Problem details
Each line of the listing below that includes "handle" must be copied.

Data supplied
===
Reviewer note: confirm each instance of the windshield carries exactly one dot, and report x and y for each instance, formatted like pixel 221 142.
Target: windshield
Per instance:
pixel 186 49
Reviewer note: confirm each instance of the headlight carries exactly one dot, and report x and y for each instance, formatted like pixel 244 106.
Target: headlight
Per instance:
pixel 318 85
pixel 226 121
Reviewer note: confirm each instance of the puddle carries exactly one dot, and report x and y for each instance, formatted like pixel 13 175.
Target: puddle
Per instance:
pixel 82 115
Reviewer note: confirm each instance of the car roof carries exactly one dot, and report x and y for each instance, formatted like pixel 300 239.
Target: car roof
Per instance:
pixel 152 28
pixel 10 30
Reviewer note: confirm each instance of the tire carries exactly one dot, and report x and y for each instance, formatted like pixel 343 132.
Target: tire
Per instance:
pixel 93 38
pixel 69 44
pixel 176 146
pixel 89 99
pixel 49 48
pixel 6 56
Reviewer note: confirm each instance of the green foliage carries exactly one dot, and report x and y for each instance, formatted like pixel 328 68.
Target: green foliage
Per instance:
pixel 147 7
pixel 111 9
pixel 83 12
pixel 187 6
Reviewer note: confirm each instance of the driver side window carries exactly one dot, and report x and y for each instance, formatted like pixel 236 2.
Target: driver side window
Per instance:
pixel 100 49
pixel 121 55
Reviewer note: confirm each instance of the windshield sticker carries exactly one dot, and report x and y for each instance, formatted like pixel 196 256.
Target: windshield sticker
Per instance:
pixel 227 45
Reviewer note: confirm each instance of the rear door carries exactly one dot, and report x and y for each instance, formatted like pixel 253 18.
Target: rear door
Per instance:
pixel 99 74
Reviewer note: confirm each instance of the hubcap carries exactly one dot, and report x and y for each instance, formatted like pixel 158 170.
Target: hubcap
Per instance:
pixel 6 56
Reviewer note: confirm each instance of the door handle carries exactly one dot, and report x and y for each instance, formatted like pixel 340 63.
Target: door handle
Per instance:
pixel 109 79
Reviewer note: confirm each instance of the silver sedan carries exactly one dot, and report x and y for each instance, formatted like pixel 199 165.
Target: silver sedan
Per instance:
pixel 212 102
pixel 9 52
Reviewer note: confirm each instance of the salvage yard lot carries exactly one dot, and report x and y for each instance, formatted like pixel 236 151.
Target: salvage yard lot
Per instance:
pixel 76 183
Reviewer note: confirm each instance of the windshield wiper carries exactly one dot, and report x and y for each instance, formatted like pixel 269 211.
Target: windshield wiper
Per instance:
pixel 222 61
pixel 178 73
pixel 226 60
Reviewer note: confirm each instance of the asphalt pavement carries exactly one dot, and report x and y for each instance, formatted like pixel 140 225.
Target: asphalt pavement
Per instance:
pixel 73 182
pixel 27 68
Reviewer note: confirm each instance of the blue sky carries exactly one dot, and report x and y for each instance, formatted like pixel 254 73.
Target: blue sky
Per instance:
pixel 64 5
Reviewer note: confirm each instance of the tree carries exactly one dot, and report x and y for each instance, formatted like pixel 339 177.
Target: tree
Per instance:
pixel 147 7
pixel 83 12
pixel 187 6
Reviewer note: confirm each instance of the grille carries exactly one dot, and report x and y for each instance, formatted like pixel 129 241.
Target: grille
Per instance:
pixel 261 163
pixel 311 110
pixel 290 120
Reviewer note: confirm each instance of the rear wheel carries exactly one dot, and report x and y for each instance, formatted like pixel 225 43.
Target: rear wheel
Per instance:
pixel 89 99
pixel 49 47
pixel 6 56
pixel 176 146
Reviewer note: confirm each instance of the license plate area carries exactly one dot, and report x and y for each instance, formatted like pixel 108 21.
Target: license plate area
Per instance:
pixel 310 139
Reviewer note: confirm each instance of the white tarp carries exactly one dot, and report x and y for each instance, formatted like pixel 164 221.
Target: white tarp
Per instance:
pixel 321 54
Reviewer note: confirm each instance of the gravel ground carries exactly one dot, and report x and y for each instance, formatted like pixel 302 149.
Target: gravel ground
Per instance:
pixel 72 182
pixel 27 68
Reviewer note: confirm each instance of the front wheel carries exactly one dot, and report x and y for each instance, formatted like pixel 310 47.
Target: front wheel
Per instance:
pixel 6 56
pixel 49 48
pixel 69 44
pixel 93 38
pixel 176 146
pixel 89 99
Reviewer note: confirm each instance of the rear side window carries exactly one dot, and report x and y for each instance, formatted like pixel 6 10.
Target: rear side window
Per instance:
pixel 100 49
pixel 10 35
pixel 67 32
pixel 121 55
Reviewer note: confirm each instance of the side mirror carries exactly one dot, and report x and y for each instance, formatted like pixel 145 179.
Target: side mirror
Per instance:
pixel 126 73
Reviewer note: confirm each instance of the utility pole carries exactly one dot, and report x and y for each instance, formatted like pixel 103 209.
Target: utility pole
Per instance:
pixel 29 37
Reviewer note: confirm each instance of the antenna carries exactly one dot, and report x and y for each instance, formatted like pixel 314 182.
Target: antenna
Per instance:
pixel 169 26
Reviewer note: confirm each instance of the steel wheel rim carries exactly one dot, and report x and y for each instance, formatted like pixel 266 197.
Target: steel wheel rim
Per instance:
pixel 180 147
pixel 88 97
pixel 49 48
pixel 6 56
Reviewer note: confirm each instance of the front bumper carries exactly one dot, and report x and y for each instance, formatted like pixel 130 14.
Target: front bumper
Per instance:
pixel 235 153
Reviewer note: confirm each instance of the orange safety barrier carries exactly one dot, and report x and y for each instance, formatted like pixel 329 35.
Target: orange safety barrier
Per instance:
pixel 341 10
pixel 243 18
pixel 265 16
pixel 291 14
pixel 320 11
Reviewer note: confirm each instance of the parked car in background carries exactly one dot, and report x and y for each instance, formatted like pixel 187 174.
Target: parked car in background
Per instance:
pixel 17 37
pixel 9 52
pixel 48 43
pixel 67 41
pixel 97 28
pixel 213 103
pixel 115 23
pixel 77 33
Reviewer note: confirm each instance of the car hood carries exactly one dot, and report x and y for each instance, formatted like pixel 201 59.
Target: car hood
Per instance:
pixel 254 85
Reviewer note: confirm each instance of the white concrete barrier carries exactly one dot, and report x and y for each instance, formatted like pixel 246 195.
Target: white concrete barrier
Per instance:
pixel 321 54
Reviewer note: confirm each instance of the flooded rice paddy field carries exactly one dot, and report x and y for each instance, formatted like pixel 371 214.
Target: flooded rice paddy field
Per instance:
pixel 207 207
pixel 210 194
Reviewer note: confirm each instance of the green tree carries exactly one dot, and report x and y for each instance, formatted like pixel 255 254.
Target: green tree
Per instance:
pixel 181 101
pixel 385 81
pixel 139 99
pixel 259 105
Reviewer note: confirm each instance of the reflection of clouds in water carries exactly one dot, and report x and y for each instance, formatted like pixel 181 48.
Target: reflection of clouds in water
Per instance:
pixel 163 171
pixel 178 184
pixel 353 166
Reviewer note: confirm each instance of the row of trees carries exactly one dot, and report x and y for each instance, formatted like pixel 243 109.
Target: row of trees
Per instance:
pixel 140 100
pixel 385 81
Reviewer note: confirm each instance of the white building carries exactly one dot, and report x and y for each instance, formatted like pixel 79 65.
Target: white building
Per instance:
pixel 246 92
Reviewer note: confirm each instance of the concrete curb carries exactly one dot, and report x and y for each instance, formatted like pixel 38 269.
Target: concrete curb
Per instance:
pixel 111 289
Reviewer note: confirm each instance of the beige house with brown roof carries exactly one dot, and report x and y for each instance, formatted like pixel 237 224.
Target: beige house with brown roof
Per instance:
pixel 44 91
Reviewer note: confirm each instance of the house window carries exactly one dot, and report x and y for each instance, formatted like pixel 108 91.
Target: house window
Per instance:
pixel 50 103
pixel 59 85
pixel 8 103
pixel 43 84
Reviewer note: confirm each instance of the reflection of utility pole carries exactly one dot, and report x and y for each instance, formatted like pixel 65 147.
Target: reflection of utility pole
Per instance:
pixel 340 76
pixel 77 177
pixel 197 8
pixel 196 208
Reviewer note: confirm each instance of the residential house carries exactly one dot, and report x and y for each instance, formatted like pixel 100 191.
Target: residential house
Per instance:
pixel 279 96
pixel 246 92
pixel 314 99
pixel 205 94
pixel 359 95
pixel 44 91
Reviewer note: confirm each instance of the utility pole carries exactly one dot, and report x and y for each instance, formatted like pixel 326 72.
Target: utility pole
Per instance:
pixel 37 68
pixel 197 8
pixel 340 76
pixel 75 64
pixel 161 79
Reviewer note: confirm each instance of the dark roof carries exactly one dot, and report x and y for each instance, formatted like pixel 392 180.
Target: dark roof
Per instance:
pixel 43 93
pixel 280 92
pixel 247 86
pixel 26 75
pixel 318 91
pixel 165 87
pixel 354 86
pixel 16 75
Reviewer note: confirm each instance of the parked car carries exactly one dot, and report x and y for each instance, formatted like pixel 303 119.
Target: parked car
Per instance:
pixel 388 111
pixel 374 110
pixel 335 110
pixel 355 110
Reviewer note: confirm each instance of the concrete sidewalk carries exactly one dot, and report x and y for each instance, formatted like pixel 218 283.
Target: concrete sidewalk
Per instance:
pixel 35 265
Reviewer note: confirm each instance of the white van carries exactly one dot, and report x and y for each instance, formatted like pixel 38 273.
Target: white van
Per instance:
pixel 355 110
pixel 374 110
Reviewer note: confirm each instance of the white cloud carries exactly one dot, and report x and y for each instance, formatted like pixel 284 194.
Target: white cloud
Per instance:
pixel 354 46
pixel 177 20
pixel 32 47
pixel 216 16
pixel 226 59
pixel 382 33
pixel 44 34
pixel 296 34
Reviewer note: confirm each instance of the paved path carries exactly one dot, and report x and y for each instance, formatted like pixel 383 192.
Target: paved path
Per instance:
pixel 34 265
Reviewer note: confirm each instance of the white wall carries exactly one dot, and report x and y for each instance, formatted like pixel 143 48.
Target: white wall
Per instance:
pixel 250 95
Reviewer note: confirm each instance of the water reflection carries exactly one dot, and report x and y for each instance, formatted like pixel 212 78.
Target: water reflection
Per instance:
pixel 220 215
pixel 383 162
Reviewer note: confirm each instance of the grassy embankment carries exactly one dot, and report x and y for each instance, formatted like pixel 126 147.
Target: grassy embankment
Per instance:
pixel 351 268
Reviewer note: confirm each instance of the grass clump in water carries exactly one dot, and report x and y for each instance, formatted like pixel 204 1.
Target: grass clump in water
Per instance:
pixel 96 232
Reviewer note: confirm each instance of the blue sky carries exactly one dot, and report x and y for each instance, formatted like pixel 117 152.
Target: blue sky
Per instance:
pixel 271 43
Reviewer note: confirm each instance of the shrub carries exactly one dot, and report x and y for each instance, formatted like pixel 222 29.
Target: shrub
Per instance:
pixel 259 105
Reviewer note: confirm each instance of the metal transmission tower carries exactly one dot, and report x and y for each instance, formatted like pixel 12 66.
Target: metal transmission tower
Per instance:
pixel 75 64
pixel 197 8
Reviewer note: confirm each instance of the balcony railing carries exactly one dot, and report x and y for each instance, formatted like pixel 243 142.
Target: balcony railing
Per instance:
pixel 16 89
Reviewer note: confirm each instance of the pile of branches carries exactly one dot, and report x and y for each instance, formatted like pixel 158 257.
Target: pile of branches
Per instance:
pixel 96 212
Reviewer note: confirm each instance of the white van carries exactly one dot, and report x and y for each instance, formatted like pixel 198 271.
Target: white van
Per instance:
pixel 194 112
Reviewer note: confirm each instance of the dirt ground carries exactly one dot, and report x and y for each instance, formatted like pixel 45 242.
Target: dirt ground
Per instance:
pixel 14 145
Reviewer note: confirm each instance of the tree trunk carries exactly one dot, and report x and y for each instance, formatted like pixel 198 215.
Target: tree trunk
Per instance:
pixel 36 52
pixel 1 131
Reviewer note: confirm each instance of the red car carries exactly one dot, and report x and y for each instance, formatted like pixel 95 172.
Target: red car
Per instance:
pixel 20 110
===
Task solution
Reviewer note: confirm each instance of the door handle carries exactly one dot, and report x and y for each instance, formatted like pixel 340 63.
Target: door handle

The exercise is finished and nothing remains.